___ Records for processing ___

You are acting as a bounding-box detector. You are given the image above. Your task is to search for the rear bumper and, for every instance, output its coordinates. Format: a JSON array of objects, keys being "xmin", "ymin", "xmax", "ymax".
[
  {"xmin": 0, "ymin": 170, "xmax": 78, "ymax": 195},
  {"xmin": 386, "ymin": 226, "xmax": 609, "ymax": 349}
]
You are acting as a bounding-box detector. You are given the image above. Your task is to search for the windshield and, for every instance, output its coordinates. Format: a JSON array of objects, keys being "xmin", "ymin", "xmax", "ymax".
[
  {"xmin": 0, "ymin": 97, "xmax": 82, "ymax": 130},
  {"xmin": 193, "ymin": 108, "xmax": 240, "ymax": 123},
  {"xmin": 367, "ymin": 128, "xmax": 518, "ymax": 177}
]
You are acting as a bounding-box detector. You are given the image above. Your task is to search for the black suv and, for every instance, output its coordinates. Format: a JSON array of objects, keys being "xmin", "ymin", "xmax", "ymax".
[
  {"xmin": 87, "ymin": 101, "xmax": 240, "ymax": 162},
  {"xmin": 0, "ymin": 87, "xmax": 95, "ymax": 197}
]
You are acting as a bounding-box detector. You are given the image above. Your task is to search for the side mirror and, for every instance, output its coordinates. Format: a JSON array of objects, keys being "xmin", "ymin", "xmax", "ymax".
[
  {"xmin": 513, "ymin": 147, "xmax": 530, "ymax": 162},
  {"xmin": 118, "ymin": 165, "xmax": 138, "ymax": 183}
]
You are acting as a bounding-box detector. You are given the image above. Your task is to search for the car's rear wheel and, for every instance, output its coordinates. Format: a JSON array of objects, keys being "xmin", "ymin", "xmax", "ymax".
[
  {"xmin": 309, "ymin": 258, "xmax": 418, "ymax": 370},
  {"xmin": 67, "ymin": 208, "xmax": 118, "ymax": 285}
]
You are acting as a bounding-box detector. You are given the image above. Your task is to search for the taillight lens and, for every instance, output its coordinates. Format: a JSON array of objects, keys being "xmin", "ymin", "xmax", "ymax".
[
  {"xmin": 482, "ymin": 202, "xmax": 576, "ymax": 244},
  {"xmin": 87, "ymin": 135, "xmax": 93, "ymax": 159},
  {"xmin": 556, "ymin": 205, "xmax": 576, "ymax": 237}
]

___

Written instruction: Rewrite every line from the one holding "for the side" through the end of the records, inclusive, keeping the request lines unchanged and adding 132 to each bounding-box coordinate value.

Task answer:
You are acting as a bounding-box detector. You are given the image above. Your task is to search for the side mirror and, for every instance, output its coordinates. Format: a JSON array of objects, keys being "xmin", "ymin", "xmax", "ymax".
[
  {"xmin": 645, "ymin": 279, "xmax": 662, "ymax": 294},
  {"xmin": 250, "ymin": 297, "xmax": 270, "ymax": 315}
]
You are acting as a bounding-box detector. You are given the image above. Your task is to search for the car's rear wheel and, for every instance, output its coordinates. Format: a JSON array of objects, keys being "xmin", "ymin", "xmax", "ymax".
[
  {"xmin": 441, "ymin": 390, "xmax": 550, "ymax": 502},
  {"xmin": 199, "ymin": 340, "xmax": 250, "ymax": 417}
]
You are acting as a bounding-box detector. You are given the image above. Your task is to search for the taillight lens and, for every instance, output its coordinates. Format: a JSON array of objects, keys being "xmin", "ymin", "xmax", "ymax".
[
  {"xmin": 614, "ymin": 334, "xmax": 708, "ymax": 376},
  {"xmin": 219, "ymin": 267, "xmax": 225, "ymax": 291},
  {"xmin": 688, "ymin": 337, "xmax": 708, "ymax": 369}
]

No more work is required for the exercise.